### What you have to do
Within the listing below, the lines to output run from the one containing "pixel 81 66" through the one containing "pixel 421 43"; copy them exactly and nothing else.

(Data section Opens)

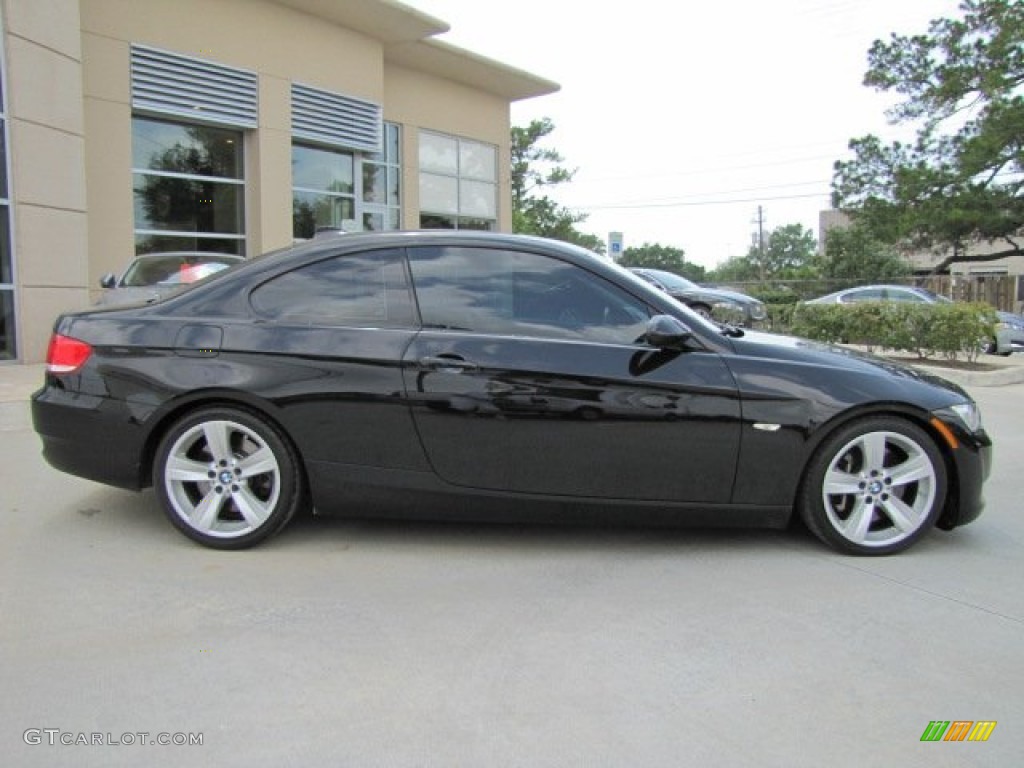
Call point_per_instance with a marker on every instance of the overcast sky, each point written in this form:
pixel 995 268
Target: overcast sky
pixel 683 118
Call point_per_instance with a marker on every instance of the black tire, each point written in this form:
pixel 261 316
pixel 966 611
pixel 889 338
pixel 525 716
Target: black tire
pixel 226 477
pixel 888 483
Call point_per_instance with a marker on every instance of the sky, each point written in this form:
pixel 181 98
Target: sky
pixel 687 121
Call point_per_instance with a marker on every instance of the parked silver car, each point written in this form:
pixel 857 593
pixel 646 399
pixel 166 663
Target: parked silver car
pixel 154 274
pixel 1009 330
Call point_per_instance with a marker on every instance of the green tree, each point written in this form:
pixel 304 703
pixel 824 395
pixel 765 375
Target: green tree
pixel 788 254
pixel 961 181
pixel 655 256
pixel 536 167
pixel 735 269
pixel 853 253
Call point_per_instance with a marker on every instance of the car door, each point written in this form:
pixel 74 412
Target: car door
pixel 331 336
pixel 528 377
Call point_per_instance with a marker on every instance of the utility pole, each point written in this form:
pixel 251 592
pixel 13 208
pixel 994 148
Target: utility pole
pixel 760 221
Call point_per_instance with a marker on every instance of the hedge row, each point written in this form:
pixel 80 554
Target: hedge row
pixel 925 330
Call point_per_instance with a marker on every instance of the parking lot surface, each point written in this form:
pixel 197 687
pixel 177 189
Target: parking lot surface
pixel 350 643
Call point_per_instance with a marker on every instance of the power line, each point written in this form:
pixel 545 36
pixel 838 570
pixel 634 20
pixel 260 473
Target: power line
pixel 635 206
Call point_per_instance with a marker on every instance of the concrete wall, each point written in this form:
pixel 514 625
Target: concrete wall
pixel 42 44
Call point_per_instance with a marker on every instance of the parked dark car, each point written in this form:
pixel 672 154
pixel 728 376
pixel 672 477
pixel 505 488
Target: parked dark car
pixel 705 300
pixel 473 375
pixel 154 274
pixel 1009 330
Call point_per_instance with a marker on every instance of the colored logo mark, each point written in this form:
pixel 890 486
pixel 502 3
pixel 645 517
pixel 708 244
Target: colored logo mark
pixel 958 730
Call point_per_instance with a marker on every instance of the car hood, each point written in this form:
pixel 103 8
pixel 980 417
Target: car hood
pixel 791 348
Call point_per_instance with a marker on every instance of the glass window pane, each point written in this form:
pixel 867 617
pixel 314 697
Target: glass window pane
pixel 477 161
pixel 323 169
pixel 438 154
pixel 162 244
pixel 478 199
pixel 311 211
pixel 196 150
pixel 366 289
pixel 481 224
pixel 374 182
pixel 381 220
pixel 438 194
pixel 393 183
pixel 7 349
pixel 3 156
pixel 435 221
pixel 186 205
pixel 391 143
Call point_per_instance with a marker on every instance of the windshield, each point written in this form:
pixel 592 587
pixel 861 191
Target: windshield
pixel 173 269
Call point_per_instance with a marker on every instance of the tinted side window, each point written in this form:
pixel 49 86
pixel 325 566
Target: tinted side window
pixel 363 289
pixel 517 293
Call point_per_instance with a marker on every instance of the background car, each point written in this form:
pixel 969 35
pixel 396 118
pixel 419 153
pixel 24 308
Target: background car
pixel 154 274
pixel 485 376
pixel 1009 330
pixel 704 300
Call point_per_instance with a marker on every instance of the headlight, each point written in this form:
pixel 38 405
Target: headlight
pixel 970 415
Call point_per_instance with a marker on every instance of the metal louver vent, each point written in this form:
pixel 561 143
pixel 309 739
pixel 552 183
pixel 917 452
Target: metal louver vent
pixel 336 120
pixel 170 84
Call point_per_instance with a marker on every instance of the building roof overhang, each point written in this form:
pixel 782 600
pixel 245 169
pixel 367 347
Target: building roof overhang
pixel 407 35
pixel 386 20
pixel 461 66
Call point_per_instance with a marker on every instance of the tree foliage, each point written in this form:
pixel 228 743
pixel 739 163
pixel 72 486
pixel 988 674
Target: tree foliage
pixel 961 181
pixel 655 256
pixel 534 168
pixel 853 253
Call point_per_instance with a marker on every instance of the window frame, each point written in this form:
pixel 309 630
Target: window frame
pixel 461 217
pixel 236 241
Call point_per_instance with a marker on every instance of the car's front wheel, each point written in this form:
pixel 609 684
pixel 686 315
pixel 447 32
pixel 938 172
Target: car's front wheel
pixel 875 486
pixel 226 477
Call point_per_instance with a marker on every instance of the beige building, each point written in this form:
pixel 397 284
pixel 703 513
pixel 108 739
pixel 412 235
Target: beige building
pixel 131 126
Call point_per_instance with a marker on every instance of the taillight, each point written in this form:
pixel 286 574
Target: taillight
pixel 66 354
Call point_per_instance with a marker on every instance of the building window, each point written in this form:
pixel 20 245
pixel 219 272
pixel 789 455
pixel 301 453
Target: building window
pixel 381 183
pixel 341 189
pixel 324 189
pixel 458 183
pixel 8 335
pixel 189 187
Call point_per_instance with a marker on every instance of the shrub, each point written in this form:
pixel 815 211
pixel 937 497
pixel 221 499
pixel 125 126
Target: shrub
pixel 924 330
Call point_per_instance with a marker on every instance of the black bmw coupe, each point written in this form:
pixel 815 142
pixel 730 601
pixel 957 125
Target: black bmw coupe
pixel 481 376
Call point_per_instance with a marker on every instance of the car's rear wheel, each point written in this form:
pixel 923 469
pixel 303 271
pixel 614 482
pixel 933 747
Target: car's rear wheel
pixel 226 477
pixel 875 486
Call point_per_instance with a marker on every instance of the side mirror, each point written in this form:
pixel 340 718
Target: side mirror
pixel 666 332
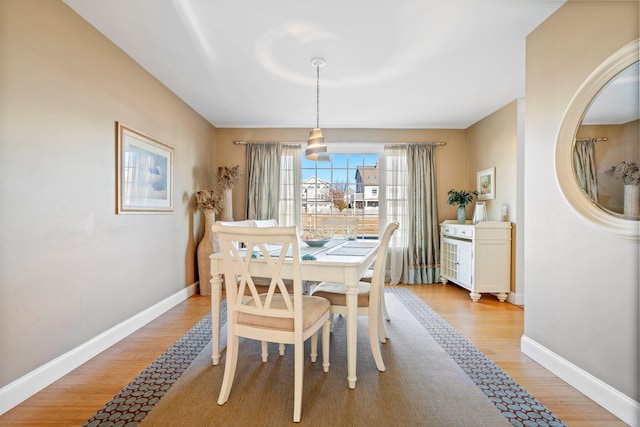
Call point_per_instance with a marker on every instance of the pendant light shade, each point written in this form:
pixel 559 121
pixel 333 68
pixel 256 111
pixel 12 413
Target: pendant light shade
pixel 315 146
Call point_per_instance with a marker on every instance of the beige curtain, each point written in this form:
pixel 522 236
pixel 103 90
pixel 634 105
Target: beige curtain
pixel 263 166
pixel 584 160
pixel 411 200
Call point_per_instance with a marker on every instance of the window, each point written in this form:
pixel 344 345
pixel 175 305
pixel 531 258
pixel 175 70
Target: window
pixel 346 185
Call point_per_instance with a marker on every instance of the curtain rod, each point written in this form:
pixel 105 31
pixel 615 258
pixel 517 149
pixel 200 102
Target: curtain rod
pixel 604 138
pixel 284 144
pixel 298 144
pixel 438 144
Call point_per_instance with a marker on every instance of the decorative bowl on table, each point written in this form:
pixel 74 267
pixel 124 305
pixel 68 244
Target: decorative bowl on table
pixel 321 241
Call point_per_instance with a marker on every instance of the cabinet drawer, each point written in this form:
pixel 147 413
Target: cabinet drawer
pixel 465 232
pixel 449 230
pixel 460 231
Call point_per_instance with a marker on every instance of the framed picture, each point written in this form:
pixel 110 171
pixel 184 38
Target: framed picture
pixel 144 173
pixel 487 184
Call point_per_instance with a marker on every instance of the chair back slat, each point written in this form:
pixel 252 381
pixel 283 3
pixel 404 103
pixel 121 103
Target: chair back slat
pixel 377 280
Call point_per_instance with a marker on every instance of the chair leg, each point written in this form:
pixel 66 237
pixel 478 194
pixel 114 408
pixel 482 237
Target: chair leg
pixel 382 330
pixel 375 345
pixel 314 347
pixel 326 332
pixel 385 313
pixel 298 378
pixel 229 368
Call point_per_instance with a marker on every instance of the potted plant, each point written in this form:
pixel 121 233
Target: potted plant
pixel 210 202
pixel 228 177
pixel 629 174
pixel 461 198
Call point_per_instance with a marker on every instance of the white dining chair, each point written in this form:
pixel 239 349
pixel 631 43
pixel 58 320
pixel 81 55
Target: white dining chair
pixel 272 316
pixel 370 297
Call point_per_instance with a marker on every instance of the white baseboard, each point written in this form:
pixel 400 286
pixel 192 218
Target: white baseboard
pixel 619 404
pixel 515 298
pixel 26 386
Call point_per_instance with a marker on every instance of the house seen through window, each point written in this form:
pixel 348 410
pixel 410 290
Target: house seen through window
pixel 346 185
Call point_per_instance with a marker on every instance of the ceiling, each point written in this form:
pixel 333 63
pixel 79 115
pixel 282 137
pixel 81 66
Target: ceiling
pixel 400 64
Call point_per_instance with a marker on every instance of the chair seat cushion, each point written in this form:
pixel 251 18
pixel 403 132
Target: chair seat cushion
pixel 262 285
pixel 336 293
pixel 313 309
pixel 367 276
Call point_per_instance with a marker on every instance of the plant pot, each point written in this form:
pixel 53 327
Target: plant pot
pixel 632 200
pixel 205 249
pixel 227 211
pixel 462 214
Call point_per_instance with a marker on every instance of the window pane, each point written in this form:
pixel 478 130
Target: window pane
pixel 346 186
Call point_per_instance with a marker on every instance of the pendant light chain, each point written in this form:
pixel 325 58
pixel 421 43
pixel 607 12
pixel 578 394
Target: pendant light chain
pixel 318 95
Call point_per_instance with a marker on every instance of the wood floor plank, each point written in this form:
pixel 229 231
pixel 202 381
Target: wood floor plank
pixel 494 327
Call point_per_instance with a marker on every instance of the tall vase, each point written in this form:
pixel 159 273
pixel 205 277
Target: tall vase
pixel 205 249
pixel 227 212
pixel 462 214
pixel 632 200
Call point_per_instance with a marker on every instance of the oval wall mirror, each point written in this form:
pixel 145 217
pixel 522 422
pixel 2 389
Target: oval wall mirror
pixel 597 152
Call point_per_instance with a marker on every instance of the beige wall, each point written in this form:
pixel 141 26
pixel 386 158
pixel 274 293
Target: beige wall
pixel 493 142
pixel 581 285
pixel 71 268
pixel 451 159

(Data section Closes)

### Expected answer
pixel 81 66
Target: ceiling
pixel 400 64
Call point_per_instance with a marker on every instance of the chair seat cushion, each point written in this form:
pixel 251 18
pixel 403 132
Target: chair seat cushion
pixel 262 285
pixel 336 293
pixel 313 309
pixel 367 276
Call point_per_instance with a marker on every instance of the plant pot, each point written in this form:
pixel 53 327
Target: plant pot
pixel 632 200
pixel 205 249
pixel 227 211
pixel 462 214
Call point_per_instance with a marker on every instance of the window pane, each point written in this form:
pixel 478 130
Target: window pane
pixel 346 186
Call point_per_instance with a marker on every instance of the pendant light chain, each point written in this form:
pixel 325 58
pixel 421 43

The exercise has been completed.